# Instructions for the task
Gather every line in the rows below that contains the string "court", copying each one in full. Case counts.

# Exercise material
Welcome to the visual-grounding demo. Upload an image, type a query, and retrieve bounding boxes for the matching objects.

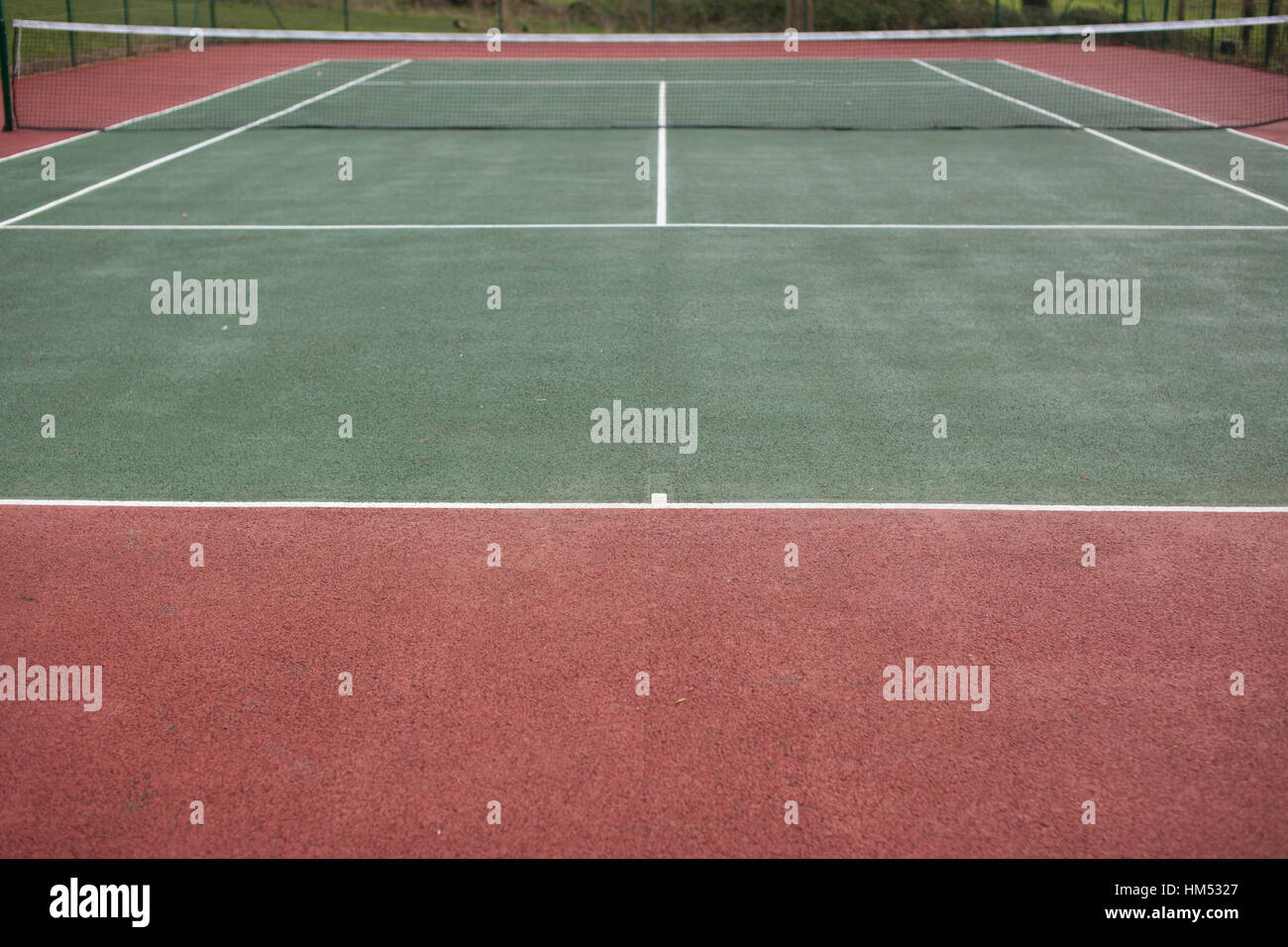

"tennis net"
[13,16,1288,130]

...

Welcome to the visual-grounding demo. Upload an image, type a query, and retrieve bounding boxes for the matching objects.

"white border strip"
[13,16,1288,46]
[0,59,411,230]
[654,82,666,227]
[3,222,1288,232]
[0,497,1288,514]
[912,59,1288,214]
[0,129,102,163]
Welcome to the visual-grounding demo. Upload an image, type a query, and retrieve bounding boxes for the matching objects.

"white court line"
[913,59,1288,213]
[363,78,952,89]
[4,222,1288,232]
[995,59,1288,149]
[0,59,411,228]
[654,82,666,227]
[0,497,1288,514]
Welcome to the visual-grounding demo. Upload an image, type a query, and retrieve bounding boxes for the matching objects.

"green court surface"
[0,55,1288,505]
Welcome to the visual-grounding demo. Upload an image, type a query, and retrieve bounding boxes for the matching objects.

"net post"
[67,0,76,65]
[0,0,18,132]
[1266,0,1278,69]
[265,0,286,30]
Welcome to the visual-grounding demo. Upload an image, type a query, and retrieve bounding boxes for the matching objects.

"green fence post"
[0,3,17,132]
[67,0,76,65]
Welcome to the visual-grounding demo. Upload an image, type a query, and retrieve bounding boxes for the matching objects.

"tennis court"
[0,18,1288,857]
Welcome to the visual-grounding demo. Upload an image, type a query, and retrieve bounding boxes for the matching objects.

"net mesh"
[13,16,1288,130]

# Reply
"white court line"
"green court surface"
"tennis court"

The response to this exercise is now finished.